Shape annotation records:
###

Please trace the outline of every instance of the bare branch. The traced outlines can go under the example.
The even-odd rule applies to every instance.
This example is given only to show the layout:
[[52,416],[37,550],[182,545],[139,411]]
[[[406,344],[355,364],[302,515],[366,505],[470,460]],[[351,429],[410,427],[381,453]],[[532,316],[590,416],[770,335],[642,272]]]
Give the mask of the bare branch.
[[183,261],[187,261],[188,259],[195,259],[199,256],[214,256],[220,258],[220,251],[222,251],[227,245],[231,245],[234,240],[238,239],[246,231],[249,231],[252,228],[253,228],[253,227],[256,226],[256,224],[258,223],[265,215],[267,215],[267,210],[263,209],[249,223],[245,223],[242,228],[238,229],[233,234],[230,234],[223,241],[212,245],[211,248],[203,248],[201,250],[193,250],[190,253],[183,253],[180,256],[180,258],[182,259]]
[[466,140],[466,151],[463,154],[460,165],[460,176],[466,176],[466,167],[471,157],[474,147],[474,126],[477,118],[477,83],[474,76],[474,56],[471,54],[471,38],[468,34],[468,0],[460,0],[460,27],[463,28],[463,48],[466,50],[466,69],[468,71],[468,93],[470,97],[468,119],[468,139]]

###

WORK REQUIRED >>
Can you reproduce every one of the records above, line for line and without any changes?

SOLUTION TO THIS TASK >>
Please trace the outline of every instance of the bare branch. The traced outlines can go under the example.
The even-odd rule applies to every instance.
This example is given only to show the layout:
[[52,416],[37,550],[182,545],[139,411]]
[[[406,344],[355,364],[302,515],[366,505],[470,460]],[[351,429],[410,427],[381,453]],[[532,316],[590,416],[770,335],[642,272]]]
Give the mask of the bare branch.
[[183,261],[187,261],[188,259],[195,259],[199,256],[214,256],[220,258],[220,251],[222,251],[227,245],[231,245],[234,240],[238,239],[246,231],[249,231],[252,228],[253,228],[253,227],[256,226],[256,224],[258,223],[265,215],[267,215],[267,210],[263,209],[249,223],[245,223],[242,228],[238,229],[233,234],[230,234],[223,241],[212,245],[211,248],[203,248],[201,250],[193,250],[190,253],[183,253],[180,256],[180,258],[182,259]]
[[466,140],[466,151],[463,154],[460,165],[460,176],[466,176],[466,167],[471,157],[474,147],[474,126],[477,118],[477,83],[474,76],[474,56],[471,54],[471,38],[468,34],[468,0],[460,0],[460,27],[463,28],[463,48],[466,50],[466,69],[468,71],[468,93],[470,97],[468,119],[468,139]]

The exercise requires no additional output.